- [DO THIS]: Copy out the records below, swapping in "place a pin" wherever "drop a marker" occurs and leaving everything else untouched.

- [GIVEN DATA]:
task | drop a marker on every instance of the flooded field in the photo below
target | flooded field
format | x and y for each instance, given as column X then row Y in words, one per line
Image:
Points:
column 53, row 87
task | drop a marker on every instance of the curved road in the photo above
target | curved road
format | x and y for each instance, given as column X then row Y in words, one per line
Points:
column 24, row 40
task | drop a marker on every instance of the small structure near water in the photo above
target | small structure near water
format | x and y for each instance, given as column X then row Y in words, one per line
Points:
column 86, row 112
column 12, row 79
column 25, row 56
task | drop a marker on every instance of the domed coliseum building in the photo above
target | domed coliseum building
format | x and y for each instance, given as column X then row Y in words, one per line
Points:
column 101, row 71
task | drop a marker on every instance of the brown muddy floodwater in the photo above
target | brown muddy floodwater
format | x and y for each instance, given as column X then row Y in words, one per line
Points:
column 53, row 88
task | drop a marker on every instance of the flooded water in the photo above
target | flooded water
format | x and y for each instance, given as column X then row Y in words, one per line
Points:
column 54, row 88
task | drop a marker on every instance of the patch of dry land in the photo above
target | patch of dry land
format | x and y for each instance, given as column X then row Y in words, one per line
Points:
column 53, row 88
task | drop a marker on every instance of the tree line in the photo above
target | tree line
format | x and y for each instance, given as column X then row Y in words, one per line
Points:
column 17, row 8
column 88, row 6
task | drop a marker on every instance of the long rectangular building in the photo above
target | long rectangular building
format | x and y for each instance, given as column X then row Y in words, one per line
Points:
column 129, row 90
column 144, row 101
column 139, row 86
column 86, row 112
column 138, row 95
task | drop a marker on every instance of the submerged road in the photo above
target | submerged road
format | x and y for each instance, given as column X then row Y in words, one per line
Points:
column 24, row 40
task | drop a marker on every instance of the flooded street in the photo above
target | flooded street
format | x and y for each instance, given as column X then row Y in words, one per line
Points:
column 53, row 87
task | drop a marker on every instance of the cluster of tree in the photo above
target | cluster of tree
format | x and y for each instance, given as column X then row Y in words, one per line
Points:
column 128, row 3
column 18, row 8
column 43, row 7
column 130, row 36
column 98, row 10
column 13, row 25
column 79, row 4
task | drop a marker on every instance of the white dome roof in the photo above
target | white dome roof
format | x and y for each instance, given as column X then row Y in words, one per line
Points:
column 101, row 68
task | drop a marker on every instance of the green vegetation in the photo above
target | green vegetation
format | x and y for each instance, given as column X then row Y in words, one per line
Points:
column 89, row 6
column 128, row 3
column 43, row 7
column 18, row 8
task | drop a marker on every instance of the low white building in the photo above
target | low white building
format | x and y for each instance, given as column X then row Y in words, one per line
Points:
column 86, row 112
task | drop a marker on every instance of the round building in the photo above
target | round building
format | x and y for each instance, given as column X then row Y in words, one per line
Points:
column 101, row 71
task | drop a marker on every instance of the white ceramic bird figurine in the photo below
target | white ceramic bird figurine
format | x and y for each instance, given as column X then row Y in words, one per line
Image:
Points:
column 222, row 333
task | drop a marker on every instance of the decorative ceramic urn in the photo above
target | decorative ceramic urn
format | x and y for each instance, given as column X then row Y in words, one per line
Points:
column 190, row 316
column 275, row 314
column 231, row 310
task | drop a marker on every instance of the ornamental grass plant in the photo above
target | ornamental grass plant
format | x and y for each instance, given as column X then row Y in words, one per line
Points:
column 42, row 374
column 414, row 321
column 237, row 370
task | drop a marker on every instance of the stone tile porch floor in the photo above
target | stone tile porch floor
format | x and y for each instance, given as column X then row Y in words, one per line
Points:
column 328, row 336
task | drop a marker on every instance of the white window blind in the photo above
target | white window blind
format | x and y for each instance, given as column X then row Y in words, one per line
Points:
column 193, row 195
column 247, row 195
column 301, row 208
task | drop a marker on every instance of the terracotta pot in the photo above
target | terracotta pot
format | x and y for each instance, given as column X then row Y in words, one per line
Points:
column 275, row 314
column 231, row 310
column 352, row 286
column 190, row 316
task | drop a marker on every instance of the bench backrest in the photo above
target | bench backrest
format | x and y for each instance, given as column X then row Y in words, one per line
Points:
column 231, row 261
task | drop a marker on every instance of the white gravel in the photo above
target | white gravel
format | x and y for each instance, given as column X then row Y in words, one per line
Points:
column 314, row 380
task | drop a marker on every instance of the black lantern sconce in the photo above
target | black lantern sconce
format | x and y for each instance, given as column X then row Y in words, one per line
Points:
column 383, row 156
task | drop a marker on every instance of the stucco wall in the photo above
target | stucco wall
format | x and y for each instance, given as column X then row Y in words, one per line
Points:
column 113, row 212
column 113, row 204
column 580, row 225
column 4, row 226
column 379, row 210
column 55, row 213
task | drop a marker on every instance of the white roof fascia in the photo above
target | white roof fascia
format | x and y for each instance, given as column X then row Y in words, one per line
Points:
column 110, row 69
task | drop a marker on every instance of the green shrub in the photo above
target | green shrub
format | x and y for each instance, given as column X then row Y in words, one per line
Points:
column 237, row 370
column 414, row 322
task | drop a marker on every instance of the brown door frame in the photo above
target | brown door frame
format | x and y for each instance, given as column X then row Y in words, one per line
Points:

- [FINAL RESULT]:
task | place a pin on every instance of the flooded field in the photo below
target | flooded field
format | x and y for each instance, given as column X then row Y in words, one per line
Image:
Points:
column 53, row 87
task | place a pin on every instance of the curved road in the photo above
target | curved road
format | x and y for each instance, given as column X then row Y in words, one per line
Points:
column 24, row 40
task | place a pin on every instance of the small structure near water in the photo above
target | small structure near water
format | x and y for each instance, given as column X then row Y in words, one per line
Points:
column 86, row 112
column 12, row 79
column 25, row 56
task | place a pin on every instance of the domed coliseum building in the photo above
target | domed coliseum building
format | x and y for each instance, given as column X then row Y in words, one per line
Points:
column 101, row 71
task | place a pin on every instance of the brown muddy floodwater in the photo above
target | brown muddy floodwater
format | x and y for each instance, given as column X then row Y in words, one per line
Points:
column 53, row 88
task | place a pin on every instance of the flooded water in the photo above
target | flooded water
format | x and y for each instance, given as column X then row Y in words, one per line
Points:
column 54, row 88
task | place a pin on every instance of the patch of dry land in the photo above
target | patch of dry land
format | x and y for each instance, given as column X then row Y in words, one per line
Points:
column 53, row 88
task | place a pin on every instance of the tree line in the photo above
target | tree line
format | x and y for each instance, given as column X then row Y in words, one per line
Points:
column 17, row 8
column 88, row 6
task | place a pin on every instance of the long rectangular building in the photo above
target | long rectangular building
format | x and y for each instance, given as column X then row Y in words, one per line
Points:
column 129, row 90
column 144, row 101
column 139, row 86
column 86, row 112
column 138, row 95
task | place a pin on every instance of the submerged road in the photo above
target | submerged road
format | x and y for each instance, given as column X then row Y in words, one per line
Points:
column 24, row 40
task | place a pin on every instance of the flooded street in the photo above
target | flooded street
format | x and y for each instance, given as column X then row Y in words, one per line
Points:
column 53, row 87
task | place a pin on every instance of the cluster of tree in the photo above
target | cluster of tree
format | x and y for each instance, given as column X then row Y in words, one per line
Points:
column 128, row 3
column 18, row 8
column 43, row 7
column 130, row 36
column 98, row 10
column 13, row 25
column 79, row 4
task | place a pin on every instance of the white dome roof in the photo above
target | white dome roof
format | x and y for each instance, given as column X then row Y in words, one per line
Points:
column 101, row 68
task | place a pin on every instance of the green vegetation in the photo above
target | green vegetation
format | x and y for each instance, given as column X then row Y in words, one per line
Points:
column 89, row 6
column 128, row 3
column 43, row 7
column 18, row 8
task | place a pin on every instance of the low white building in the photo above
target | low white building
format | x and y for each instance, given as column X then row Y in words, one per line
Points:
column 86, row 112
task | place a pin on every instance of the round building in the photo above
target | round building
format | x and y for each instance, given as column X then row Y in words, one per line
Points:
column 101, row 71
task | place a pin on every instance of the white ceramic bird figurine in the photo below
target | white ceramic bird figurine
format | x and y for each instance, given as column X then row Y in words, one per line
Image:
Points:
column 222, row 333
task | place a pin on every instance of the decorative ceramic urn in the photo above
target | decorative ceramic urn
format | x and y for each instance, given as column X then row Y in words, one per line
Points:
column 190, row 316
column 275, row 314
column 231, row 310
task | place a pin on every instance of the ornamental grass plant in the photo above
target | ornamental grass plant
format | x and y for each instance, given as column X then row Y in words, one per line
Points:
column 42, row 374
column 414, row 321
column 237, row 370
task | place a pin on every instance of the stone tile porch floor in the photo above
target | stone tile porch floor
format | x and y for each instance, given as column X then row Y in words, one per line
Points:
column 328, row 336
task | place a pin on every instance of the white window blind in the photo above
target | white window blind
format | x and y for each instance, given as column X then row Y in words, one per line
Points:
column 193, row 195
column 247, row 195
column 301, row 208
task | place a pin on every instance of the terracotta pot in the photo above
target | terracotta pot
format | x and y for each instance, given as column X then row Y in words, one per line
Points:
column 275, row 314
column 231, row 310
column 352, row 286
column 190, row 316
task | place a pin on every instance of the bench backrest in the photo above
target | bench backrest
format | x and y for each instance, given as column X then row Y in words, one per line
Points:
column 231, row 261
task | place a pin on every instance of the white gravel in the photo above
target | white gravel
format | x and y for each instance, given as column X then row Y in words, one per line
Points:
column 314, row 380
task | place a pin on every instance of the black lantern sconce in the photo above
target | black lantern sconce
format | x and y for each instance, given as column X then row Y in words, one per line
Points:
column 383, row 156
task | place a pin on every instance of the stucco wall in the photo above
target | stucco wall
format | x and y for each instance, given as column X then row Y in words, one per line
Points:
column 113, row 212
column 113, row 204
column 580, row 225
column 4, row 226
column 379, row 210
column 55, row 213
task | place a pin on every instance of the white roof fascia in the photo above
target | white roof fascia
format | x and y for each instance, given as column X then row Y in words, one per line
Points:
column 110, row 69
task | place a pin on every instance of the green shrub in the photo above
target | green shrub
format | x and y for each instance, given as column X then row Y in words, one per line
Points:
column 237, row 370
column 414, row 322
task | place a pin on every instance of the brown door frame in the photo above
target | brown door frame
format | x and y for each instance, given as column X then row Y in words, one per line
Points:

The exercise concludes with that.